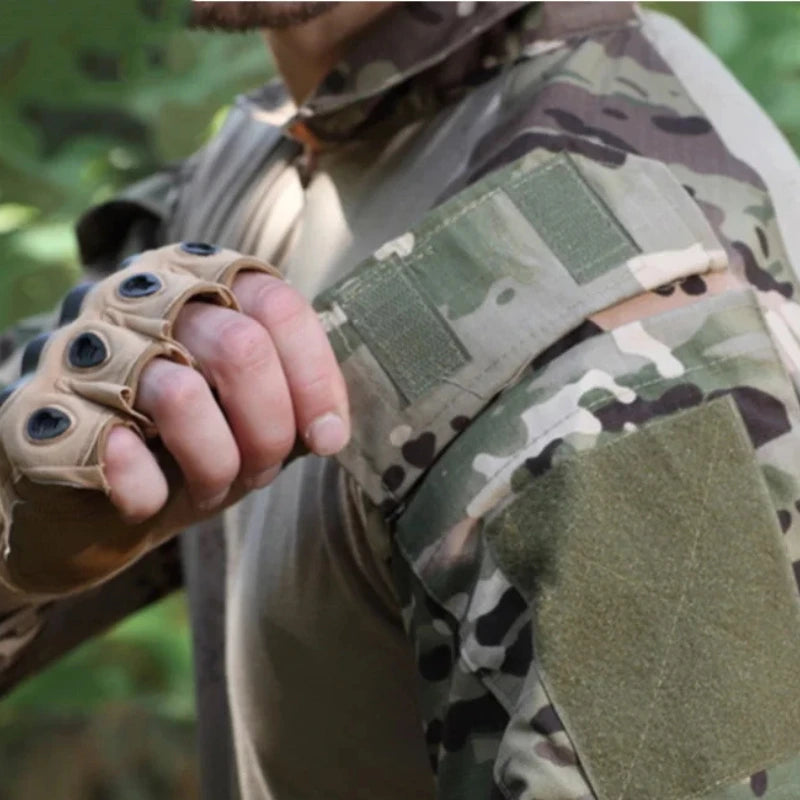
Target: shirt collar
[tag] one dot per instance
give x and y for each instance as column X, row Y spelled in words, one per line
column 448, row 45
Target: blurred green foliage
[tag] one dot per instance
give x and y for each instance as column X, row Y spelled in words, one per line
column 93, row 95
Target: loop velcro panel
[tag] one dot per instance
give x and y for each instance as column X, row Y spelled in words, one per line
column 439, row 320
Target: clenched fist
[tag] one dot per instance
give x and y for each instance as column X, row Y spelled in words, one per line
column 183, row 382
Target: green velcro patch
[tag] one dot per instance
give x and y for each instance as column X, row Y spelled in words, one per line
column 402, row 328
column 667, row 621
column 573, row 221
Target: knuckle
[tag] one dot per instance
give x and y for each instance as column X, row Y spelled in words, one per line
column 220, row 475
column 178, row 389
column 280, row 305
column 315, row 388
column 242, row 342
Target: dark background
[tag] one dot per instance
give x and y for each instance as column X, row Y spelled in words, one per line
column 93, row 95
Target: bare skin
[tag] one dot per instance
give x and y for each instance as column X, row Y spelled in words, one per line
column 273, row 370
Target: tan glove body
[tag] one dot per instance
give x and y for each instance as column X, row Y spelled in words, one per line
column 59, row 531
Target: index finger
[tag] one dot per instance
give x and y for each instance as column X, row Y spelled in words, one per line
column 316, row 385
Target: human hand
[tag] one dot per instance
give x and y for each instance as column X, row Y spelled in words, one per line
column 264, row 375
column 179, row 384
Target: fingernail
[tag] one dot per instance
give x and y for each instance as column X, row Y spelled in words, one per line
column 262, row 479
column 212, row 502
column 327, row 434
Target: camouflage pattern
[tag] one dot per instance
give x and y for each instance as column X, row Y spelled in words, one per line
column 584, row 81
column 490, row 725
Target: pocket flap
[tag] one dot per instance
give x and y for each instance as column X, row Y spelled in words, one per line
column 439, row 320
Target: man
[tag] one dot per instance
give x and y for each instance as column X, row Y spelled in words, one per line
column 572, row 471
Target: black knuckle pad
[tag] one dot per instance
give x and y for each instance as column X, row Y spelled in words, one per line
column 199, row 248
column 87, row 350
column 72, row 302
column 142, row 284
column 126, row 262
column 47, row 423
column 33, row 352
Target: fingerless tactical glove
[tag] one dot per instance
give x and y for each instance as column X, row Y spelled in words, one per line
column 59, row 531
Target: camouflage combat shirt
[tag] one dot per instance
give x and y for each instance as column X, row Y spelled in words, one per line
column 584, row 483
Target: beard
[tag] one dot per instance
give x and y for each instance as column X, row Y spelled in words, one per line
column 254, row 15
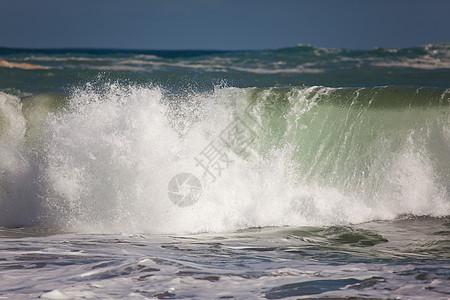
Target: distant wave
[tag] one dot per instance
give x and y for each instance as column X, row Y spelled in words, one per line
column 101, row 158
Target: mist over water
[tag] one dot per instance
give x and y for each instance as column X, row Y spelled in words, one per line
column 288, row 173
column 101, row 159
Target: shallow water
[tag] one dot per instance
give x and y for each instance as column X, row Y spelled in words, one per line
column 407, row 258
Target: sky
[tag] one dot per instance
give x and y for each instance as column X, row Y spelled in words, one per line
column 223, row 24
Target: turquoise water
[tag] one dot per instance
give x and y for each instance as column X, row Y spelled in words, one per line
column 289, row 173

> Work instruction: Please reproduce each entry above word for word and keep the pictures out of the copy.

> Solution to the exercise:
Target: shirt collar
[tag] one dot per instance
give x and y for each instance as column X, row Y spelled in words, one per line
column 448, row 45
Target: blurred green foliage
[tag] one dot per instance
give x and y for each instance as column X, row Y spelled in words, one per line
column 93, row 95
Target: loop velcro panel
[tag] one dot per instance
give x and y for each instance as column X, row Y spelled in words, one per line
column 439, row 320
Target: clenched fist
[tag] one dot per instance
give x and y for each instance as column X, row Y spelled in words, one per line
column 183, row 382
Target: green velcro patch
[tag] one dot per instance
give x and y for each instance as column X, row Y spelled in words, one per line
column 402, row 328
column 667, row 621
column 573, row 221
Target: knuckle
[tag] one dot per instance
give x and y for each instance as column X, row Y spelled in words, one per line
column 220, row 475
column 178, row 389
column 280, row 305
column 315, row 388
column 242, row 342
Target: dark background
[tag] one dot per instance
give x and y for each instance as column X, row Y spelled in words, one per line
column 93, row 95
Target: bare skin
[tag] one dot per instance
give x and y for each instance as column X, row Y spelled in words, one per line
column 273, row 370
Target: tan glove body
[tag] one dot per instance
give x and y for each instance as column X, row Y spelled in words, one per line
column 59, row 531
Target: index finger
[tag] one dot per instance
give x and y for each instance as column X, row Y spelled in words, one per line
column 316, row 385
Target: human hand
[tag] one dot per instance
give x and y for each instance as column X, row Y spelled in words, one per line
column 264, row 375
column 179, row 384
Target: fingernail
[tag] one dot per instance
give x and y for each instance as column X, row Y spelled in words, one per line
column 262, row 479
column 212, row 502
column 327, row 434
Target: camouflage pattern
[tag] one dot per instance
give x and y for each instance as column X, row Y spelled in words, one per line
column 584, row 81
column 490, row 725
Target: pocket flap
[tag] one dot per instance
give x and y for each instance as column X, row Y spelled in words, one per line
column 439, row 320
Target: man
[tag] one dot per instance
give x and y for each instance as column X, row Y spelled in words, one per line
column 572, row 471
Target: black knuckle pad
[tag] one dot per instance
give x and y for each instance as column X, row Y spelled in words, one per line
column 199, row 248
column 87, row 350
column 72, row 302
column 142, row 284
column 126, row 262
column 47, row 423
column 33, row 352
Target: fingerless tactical glove
[tag] one dot per instance
give x and y for each instance as column X, row Y spelled in words, one per line
column 59, row 531
Target: camouflage combat shirt
[tag] one dot per instance
give x and y for each instance as column X, row Y spelled in words, one per line
column 584, row 483
Target: beard
[tag] one dot per instance
give x and y for each instance as column X, row Y spelled in words, one per line
column 254, row 15
Target: distant wave
[tag] one dot per instance
give x and y for each instance as column X, row Y spelled in words, one per line
column 101, row 158
Target: mist over water
[tag] one dot per instance
give x and y for each instance as column X, row Y spelled in words, one per line
column 288, row 173
column 101, row 159
Target: shallow water
[tag] one dot per instance
give x and y for each instance as column X, row Y spelled in words, one per line
column 407, row 258
Target: sky
[tag] one dot per instance
give x and y for each instance as column X, row Y spelled in words, one per line
column 223, row 24
Target: turquoise water
[tag] one dot per instance
give x and y for each instance as column X, row Y spelled in words, one per line
column 289, row 173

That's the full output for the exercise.